## Problem:
Each line of the records below that holds "wooden" should be copied out.

* * * *

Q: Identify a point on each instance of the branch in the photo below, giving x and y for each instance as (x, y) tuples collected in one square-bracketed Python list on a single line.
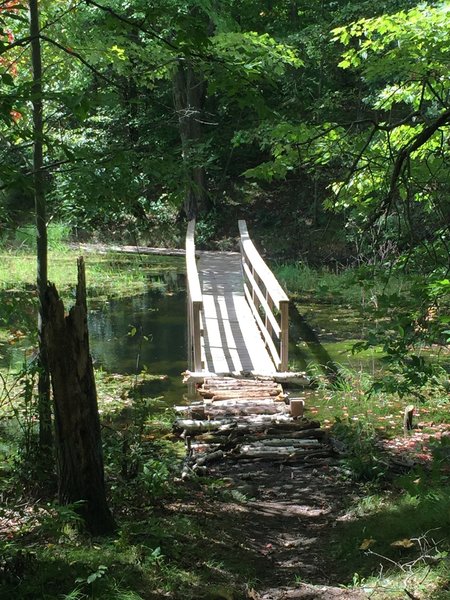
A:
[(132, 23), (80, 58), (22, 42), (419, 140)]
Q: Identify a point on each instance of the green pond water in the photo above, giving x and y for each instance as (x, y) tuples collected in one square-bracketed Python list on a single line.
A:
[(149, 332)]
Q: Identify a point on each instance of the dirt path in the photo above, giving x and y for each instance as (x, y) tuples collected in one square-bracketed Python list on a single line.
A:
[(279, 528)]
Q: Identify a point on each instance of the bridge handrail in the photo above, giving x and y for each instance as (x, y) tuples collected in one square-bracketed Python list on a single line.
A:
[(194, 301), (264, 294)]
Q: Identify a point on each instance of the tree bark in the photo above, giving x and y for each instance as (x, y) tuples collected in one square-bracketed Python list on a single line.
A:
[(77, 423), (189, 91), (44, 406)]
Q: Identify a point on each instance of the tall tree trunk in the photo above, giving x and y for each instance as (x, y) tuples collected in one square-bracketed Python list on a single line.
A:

* * * *

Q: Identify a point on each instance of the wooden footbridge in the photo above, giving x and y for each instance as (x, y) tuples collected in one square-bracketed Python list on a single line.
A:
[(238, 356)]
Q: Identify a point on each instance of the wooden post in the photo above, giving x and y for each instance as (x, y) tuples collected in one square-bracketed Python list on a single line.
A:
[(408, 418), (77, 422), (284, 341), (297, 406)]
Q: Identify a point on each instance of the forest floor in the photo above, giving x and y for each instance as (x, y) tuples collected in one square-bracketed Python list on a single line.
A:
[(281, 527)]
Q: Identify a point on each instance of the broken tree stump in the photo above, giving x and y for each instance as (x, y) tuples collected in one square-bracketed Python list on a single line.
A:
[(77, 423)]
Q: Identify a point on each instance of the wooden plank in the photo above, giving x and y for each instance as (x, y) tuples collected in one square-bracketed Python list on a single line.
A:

* * * *

## Solution for this task:
Q: Identify a point on each instance of the wooden footbridge in the photo above, giving x and y for each instance as (x, y) tuples collected in one square-bracketed Python list on a single line.
Q: Identify a point on each instance of the wooden post in the photo above, giving x and y for each instance as (x, y) tuples collected in one square-bracketed Python list on a single line.
Q: Identify a point on each instance of the wooden plank in the photo above, giving x and y for each instance as (x, y) tuples collected in one square-bracketed Python list on a single line.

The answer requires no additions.